- [TO DO]
Answer these questions from the text on encrypted keyword search schemes:
1. What does the proposed scheme use in the index generation stage, unlike Chen's?
2. How many abstracts were selected as experimental data?
3. Which library was used to remove stop words?

** Start of DOCUMENT EXTRACT **

In the index generation, Fu's scheme requires LSH to deal with all keywords, computes the relevance score of each keyword and the files, and then generates one Bloom Filters for each file. Chen's scheme uses LSH to generate keyword tags for each keyword, and all tags should execute symmetric encryption, and then it needs to generate Bloom Filter for each file. For Zhong's scheme, it needs to calculate the relevance of keywords and documents to realise top-k search, which consumes some extra time of index generation. Our scheme is similar to Chen's, but we use CBF in the index generation stage. As C is slightly larger than B, the cost of our scheme's index is slightly larger than Chen's. However, CBF supports a dynamic update, so it is worth sacrificing less time overhead to get the update function.

In generating search trapdoors, both Fu's and Zhong's schemes perform LSH operations on each query keyword, map the query to BF, and calculate the relevance score for the query keyword. In Chen's scheme, if a user queries a single keyword, the scheme only needs to generate a keyword tag for that keyword; if the user queries multiple keywords, the scheme needs to perform LSH operations on all keywords and generate a BF. Our scheme is similar to Chen's scheme, except that we utilise CBF instead of BF.

In the search phase, Fu's scheme needs to compute the inner product of the trapdoor's BF and all files that require a large computational cost. Chen's scheme requires t times symmetric decryption operation in the first level of the index, and traverses |n| times to find the corresponding file identifier, and then performs the inner product calculation of the trapdoor's BF and the index's BF. Zhong's scheme computes the inner product of trapdoor's BF and index's according to the depth-first strategy. In the proposed scheme, when querying a single keyword, the edge server searches all file identifiers under the tag, and the calculation cost is constant. When querying multiple keywords, the edge server only needs to calculate t times the inner product of the index's CBF and trapdoor's CBF.

In the update phase, Fu's and Zhong's schemes need to perform LSH operations for the keywords that are added or deleted from the file and calculate the correlation score between keywords and the file. Our scheme needs to perform LSH operation for the keywords of adding or deleting files, generating CBF and encrypting the file identifier of the file. Therefore, the calculation cost of the update phase of our scheme is lower than that of Fu's scheme.

In summary, from the five aspects of index generation, trapdoor generation, search phase, dynamic update, and function, there exist obvious advantages for the proposed scheme in functionality and efficiency.

7.2. Experimental analysis

7.2.1. Efficiency

Through the above-mentioned theoretical analysis, the proposed scheme has obvious advantages in the comprehensive performance of function and efficiency. To assess the efficiency more accurately, we compare our scheme with Fu's scheme, Chen's scheme and Zhong's scheme in aspects of index generation, trapdoor generation and search phase.

The data set used in the experiment contains 129,000 abstracts describing the NSF basic research awards from 1990 to 2003. Total 3000 abstracts are selected as experimental data; moreover, stop words are moved by using the NLTK library. Extract the most frequent keywords from each file, and repeat each experiment 10 times, and then take the average of each result as the final experimental result. The scheme simulation in our paper is implemented by Pycharm. The experimental results are obtained by using Python language on a Windows10 server with a Core12 CPU running at 3.0 GHz.

** End of DOCUMENT EXTRACT **
** Start of MATERIAL SUPPLIED **

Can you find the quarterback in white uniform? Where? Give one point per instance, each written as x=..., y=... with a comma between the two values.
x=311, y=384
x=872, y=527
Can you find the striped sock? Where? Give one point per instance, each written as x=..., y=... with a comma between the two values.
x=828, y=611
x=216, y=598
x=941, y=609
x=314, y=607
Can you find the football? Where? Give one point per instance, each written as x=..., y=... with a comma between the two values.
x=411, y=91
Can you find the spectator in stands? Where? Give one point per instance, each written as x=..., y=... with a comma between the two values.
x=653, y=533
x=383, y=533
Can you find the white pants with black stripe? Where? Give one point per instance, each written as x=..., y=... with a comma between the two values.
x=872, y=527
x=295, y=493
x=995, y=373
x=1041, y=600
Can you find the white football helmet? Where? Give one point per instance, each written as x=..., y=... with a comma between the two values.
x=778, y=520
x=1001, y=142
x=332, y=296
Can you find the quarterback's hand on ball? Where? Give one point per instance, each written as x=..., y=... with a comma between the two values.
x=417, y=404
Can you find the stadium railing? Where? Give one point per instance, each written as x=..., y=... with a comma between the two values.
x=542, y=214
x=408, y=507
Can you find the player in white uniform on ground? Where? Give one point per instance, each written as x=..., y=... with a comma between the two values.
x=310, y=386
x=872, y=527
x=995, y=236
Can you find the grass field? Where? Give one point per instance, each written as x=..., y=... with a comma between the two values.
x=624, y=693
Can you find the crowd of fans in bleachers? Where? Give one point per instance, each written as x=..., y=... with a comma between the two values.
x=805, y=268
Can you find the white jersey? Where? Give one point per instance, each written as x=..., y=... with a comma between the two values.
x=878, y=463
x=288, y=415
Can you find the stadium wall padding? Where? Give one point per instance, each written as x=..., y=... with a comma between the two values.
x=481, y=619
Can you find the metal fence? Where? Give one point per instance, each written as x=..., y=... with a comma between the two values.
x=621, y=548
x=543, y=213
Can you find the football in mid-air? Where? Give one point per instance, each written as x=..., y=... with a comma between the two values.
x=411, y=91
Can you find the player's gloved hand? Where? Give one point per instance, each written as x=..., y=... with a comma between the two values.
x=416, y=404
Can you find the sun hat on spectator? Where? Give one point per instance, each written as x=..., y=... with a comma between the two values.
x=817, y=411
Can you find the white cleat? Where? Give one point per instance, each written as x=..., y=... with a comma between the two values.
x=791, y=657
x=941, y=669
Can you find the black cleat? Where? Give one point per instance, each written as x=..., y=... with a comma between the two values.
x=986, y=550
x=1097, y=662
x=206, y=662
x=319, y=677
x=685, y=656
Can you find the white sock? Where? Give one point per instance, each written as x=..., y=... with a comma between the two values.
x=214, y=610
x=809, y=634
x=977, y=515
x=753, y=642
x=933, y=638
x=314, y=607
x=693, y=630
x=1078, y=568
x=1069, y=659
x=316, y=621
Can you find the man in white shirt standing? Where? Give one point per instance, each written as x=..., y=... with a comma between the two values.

** End of MATERIAL SUPPLIED **

- [RESPONSE TO THIS TASK]
1. CBF
2. 3000
3. NLTK